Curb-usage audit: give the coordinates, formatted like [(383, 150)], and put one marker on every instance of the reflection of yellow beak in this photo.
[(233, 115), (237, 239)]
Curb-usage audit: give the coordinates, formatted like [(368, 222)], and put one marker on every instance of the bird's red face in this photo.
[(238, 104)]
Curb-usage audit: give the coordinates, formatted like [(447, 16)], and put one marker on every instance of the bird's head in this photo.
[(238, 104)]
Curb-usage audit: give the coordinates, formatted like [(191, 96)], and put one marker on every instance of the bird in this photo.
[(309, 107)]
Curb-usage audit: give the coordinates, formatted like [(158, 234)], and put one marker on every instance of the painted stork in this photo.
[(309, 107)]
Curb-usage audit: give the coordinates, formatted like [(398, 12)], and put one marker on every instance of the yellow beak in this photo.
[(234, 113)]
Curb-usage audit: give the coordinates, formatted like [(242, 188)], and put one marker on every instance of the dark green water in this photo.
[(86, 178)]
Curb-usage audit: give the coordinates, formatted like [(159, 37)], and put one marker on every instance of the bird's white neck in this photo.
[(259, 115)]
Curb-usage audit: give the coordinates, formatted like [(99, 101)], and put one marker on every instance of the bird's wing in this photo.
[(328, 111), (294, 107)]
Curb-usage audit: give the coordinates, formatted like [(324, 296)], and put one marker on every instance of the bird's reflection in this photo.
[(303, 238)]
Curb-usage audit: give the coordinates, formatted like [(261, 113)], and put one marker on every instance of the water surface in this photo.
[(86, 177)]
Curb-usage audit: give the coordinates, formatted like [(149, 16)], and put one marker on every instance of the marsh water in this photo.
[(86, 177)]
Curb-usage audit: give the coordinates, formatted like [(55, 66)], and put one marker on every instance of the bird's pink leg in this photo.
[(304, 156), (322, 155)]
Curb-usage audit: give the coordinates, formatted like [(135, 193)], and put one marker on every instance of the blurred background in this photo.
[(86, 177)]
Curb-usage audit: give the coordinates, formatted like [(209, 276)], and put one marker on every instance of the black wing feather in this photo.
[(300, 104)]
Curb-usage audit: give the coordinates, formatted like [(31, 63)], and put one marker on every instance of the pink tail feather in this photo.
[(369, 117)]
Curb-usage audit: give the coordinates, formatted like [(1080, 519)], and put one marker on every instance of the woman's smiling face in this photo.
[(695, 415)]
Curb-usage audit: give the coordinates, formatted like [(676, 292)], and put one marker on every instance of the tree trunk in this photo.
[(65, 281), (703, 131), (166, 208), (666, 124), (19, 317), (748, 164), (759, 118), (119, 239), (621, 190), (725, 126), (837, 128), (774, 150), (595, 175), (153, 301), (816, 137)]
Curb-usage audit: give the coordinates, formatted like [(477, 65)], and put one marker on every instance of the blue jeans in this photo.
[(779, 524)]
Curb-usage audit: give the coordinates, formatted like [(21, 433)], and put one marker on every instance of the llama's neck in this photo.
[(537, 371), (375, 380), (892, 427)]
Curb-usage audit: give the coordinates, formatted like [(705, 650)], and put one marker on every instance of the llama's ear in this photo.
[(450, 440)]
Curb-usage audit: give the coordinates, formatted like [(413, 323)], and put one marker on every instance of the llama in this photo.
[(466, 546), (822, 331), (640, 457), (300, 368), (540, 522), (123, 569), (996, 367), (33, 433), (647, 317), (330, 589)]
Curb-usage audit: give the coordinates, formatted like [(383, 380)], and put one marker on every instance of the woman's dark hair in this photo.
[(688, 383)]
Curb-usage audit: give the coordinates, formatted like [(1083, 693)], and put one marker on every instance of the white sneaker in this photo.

┄┄┄┄┄┄┄┄┄┄

Short task:
Copy out every one of the lines above word for word, without changing anything.

Output for this task:
Curb-usage audit: give the coordinates, formatted like [(383, 150)], and put one marker on every instance of the reflection of yellow beak in this photo.
[(233, 115), (237, 239)]
Curb-usage audit: give the coordinates, formatted like [(368, 222)], and put one marker on every instance of the bird's red face in this photo.
[(238, 104)]
Curb-usage audit: give the coordinates, formatted like [(447, 16)], and put one marker on every instance of the bird's head in this photo.
[(238, 104)]
Curb-usage audit: give the coordinates, formatted like [(191, 96)], and put one marker on every instance of the bird in this photo.
[(309, 107)]
Curb-usage audit: give the coordinates, formatted like [(158, 234)], and put one marker on every instance of the painted stork in this photo.
[(309, 107)]
Curb-usage audit: give the coordinates, formatted like [(398, 12)], and put one marker on every instance of the yellow beak in this photo.
[(234, 113)]
Curb-usage audit: give the coordinates, formatted like [(242, 188)], and put one marker on every instance of the dark green water in this photo.
[(86, 178)]
Curb-usage audit: give the coordinates, formatted like [(159, 37)], and put one marker on every instance of the bird's white neck in this photo.
[(259, 115)]
Curb-usage audit: give the coordinates, formatted like [(99, 101)], and put one marker on every instance of the bird's wing in this photo.
[(328, 111), (294, 107)]
Curb-usage audit: give the coordinates, formatted like [(324, 296)], and put one marker on every instance of the bird's reflection in this photo.
[(303, 238)]
Curb-usage audit: give the coordinates, formatted like [(261, 113)], and put one marker on every instance of the water surface in this photo.
[(86, 177)]
Curb-usage audit: give the coordinates, formatted like [(149, 16)], and put one marker on every instance of the marsh water in this photo.
[(86, 177)]
Curb-usage audit: give the coordinates, formatted like [(55, 66)], and put one marker on every instance of the bird's pink leg in this photo.
[(304, 156), (322, 155)]
Curb-usage audit: give the coordinates, formatted like [(135, 193)], and put one marker on every instance of the blurred background in this photo.
[(86, 177)]
Curb-usage audit: give the coordinates, formatted like [(209, 276)], and put one marker on every instance of the black wing feather in this photo.
[(300, 104)]
Curb-usage audit: give the coordinates, formatted like [(31, 63)], and put one marker on every instance of the pink tail feather in this photo.
[(369, 117)]
Curb-usage audit: give the coordinates, formatted like [(1080, 519)], and put one marker on every instance of the woman's smiling face in this photo.
[(695, 415)]
Curb-usage audit: give the coordinates, formatted like [(676, 292)], and put one marker on every instance of the tree trunk in this photo.
[(65, 281), (703, 131), (166, 208), (666, 124), (19, 317), (748, 164), (759, 118), (119, 239), (621, 190), (725, 126), (837, 128), (774, 150), (595, 175), (153, 301), (816, 137)]
Curb-usage audit: give the coordinates, formatted like [(477, 65)], and put one marker on every instance of the blue jeans in this photo.
[(779, 524)]
Curb-usage audit: give the coordinates, formatted like [(21, 433)], and put one marker on every instance of the llama's neck in this photo.
[(537, 371), (375, 380), (892, 427)]
Curb-usage audit: give the coordinates, formatted like [(705, 650)], and put one marker on every instance of the llama's ear in this photo.
[(450, 440)]
Curb-usage audit: give the coordinates, formatted like [(413, 323)], and put one marker on every instance of the llama in this photo.
[(466, 546), (822, 331), (640, 457), (300, 368), (540, 522), (123, 569), (996, 367), (33, 433), (647, 317), (330, 589)]
Curb-usage audit: give the coordinates, formatted like [(383, 380)], and put one marker on every instance of the woman's dark hair in this photo.
[(688, 383)]
Curb-usage audit: give the coordinates, formatted like [(1083, 693)], and put one marker on every instance of the white sneaker in this photo.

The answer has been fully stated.